» **About this exercise**:
Each entry must be written out again exactly as it stands.

Point localization data:
******
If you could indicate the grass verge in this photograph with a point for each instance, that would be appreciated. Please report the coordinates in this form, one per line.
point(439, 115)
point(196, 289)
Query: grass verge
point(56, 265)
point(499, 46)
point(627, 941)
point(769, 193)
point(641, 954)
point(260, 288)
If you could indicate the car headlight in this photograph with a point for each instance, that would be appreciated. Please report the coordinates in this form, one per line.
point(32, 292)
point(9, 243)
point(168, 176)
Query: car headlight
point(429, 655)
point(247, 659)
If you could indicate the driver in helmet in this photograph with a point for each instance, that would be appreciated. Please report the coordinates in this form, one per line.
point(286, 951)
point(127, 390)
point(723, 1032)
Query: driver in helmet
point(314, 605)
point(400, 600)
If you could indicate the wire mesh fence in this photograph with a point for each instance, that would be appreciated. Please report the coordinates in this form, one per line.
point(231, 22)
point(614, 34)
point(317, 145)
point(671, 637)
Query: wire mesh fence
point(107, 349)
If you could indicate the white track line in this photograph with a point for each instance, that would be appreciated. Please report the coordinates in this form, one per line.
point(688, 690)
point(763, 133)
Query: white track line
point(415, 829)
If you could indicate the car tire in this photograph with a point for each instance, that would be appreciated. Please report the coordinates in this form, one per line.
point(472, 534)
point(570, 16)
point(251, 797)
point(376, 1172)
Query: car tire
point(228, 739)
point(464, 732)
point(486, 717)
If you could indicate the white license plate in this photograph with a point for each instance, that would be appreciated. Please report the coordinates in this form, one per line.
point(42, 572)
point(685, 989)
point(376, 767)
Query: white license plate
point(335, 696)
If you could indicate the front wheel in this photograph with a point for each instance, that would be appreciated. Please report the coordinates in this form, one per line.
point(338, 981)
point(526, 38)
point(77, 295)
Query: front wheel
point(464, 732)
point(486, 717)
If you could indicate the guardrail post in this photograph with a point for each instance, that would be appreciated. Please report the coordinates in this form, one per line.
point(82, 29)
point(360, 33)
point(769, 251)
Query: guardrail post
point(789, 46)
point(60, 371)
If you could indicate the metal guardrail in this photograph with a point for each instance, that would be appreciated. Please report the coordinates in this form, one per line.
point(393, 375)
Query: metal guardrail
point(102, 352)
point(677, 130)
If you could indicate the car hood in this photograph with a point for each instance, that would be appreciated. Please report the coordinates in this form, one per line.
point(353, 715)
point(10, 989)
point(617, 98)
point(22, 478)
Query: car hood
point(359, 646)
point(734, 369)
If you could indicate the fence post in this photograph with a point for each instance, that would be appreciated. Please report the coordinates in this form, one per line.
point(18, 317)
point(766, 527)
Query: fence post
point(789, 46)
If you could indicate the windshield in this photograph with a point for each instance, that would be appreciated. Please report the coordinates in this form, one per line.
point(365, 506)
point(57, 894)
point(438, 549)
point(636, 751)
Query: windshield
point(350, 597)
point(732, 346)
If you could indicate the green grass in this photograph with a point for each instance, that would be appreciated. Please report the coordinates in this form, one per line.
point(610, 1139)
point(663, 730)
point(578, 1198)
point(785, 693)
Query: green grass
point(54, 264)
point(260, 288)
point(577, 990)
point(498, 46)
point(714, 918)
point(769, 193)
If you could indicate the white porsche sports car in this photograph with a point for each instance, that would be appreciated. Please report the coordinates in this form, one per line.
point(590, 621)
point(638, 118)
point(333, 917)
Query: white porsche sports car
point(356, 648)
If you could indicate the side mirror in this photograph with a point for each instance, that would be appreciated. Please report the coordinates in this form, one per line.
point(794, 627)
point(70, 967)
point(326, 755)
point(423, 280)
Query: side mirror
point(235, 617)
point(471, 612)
******
» **Task result**:
If you could indicate the grass verge in this photograph with a point for each instance, that would be appreciated. Please report the coordinates in this form, one per line.
point(439, 115)
point(196, 289)
Query: grass verge
point(56, 265)
point(499, 46)
point(627, 941)
point(769, 193)
point(641, 954)
point(260, 288)
If you could indicate the car headlight in this photograph with a point for each instance, that would be appreciated. Please report the coordinates in this form, one per line.
point(32, 292)
point(9, 243)
point(168, 176)
Query: car headlight
point(429, 655)
point(247, 659)
If you could indicate the driver in helmet in this photograph with a point for each instance, that would be appreciated. Please report the coordinates in this form, one per line.
point(286, 951)
point(127, 390)
point(723, 1032)
Query: driver in helmet
point(314, 605)
point(400, 600)
If you could indicate the wire mesh fence in this photograph with a point for each instance, that would be appreciated. Please report the coordinates in this form, one per line.
point(231, 22)
point(614, 34)
point(317, 145)
point(671, 637)
Query: wire mesh fence
point(107, 349)
If you could indicate the white track line in this photograph with a point for each instance, that would be appreciated. Please report the coordinates in this form, one per line.
point(688, 690)
point(763, 133)
Query: white track line
point(415, 829)
If you could indicate the car tire in this photograph with a point for each instance, that would be appreciated. Please report the coordinates in this form, one per line.
point(472, 534)
point(570, 16)
point(251, 797)
point(376, 1172)
Query: car tire
point(228, 739)
point(464, 732)
point(486, 717)
If you could indicate the white license plate in this photograph with a point for each instance, that would be appreciated. Please report the coordinates in this form, one per line.
point(42, 572)
point(685, 989)
point(376, 767)
Query: white license plate
point(335, 696)
If you could indicate the front wheel in this photograph with a point for each instance, that would be appreciated. Please report the coordinates in this form, one per line.
point(338, 981)
point(526, 38)
point(77, 295)
Query: front wheel
point(464, 732)
point(486, 717)
If you could indicate the guardrail post in this photograph with a point for each instance, that would be appreciated. Please report the coordinates in this form, one per line.
point(82, 29)
point(360, 33)
point(769, 251)
Query: guardrail post
point(789, 46)
point(60, 371)
If you could indicate the metal guardrail in this photograph with a point for each instance, that would be appreciated. Please report the coordinates in this form, one per line.
point(393, 375)
Query: metal guardrail
point(102, 352)
point(677, 130)
If you could indicate the car hood in this photograph with a point for each instance, that would be appreciated. Please report the coordinates in this form, one per line.
point(353, 715)
point(10, 989)
point(617, 98)
point(22, 478)
Query: car hood
point(359, 646)
point(734, 369)
If you could indicate the fence post in this photograph with a point for each instance, that would be appreciated. Please report the coordinates in this form, one per line.
point(18, 317)
point(766, 527)
Query: fence post
point(789, 46)
If you could indicate the windshield in this photograph with a point for each instance, that would be appreciated. Please report the coordinates in this form, one per line.
point(365, 506)
point(57, 894)
point(438, 549)
point(636, 751)
Query: windshield
point(350, 597)
point(732, 346)
If you could indicate the green grass in this photograph with a point for each instance, that would be appreciated. Please report the coordinates in this form, one per line.
point(610, 1139)
point(663, 730)
point(578, 1198)
point(785, 693)
Query: green grass
point(54, 264)
point(260, 288)
point(577, 990)
point(498, 46)
point(714, 918)
point(769, 193)
If you could indicate the white porsche sports car in this photograph with a point for each instance, that would be appreciated. Please report the coordinates in this form, one per line.
point(590, 621)
point(638, 118)
point(333, 917)
Query: white porsche sports car
point(356, 648)
If you could indicate the side mirror in this photograph with a point for each instance, that would be appreciated. Please report the coordinates in this form, one per line.
point(794, 627)
point(70, 967)
point(326, 755)
point(423, 280)
Query: side mirror
point(235, 617)
point(471, 612)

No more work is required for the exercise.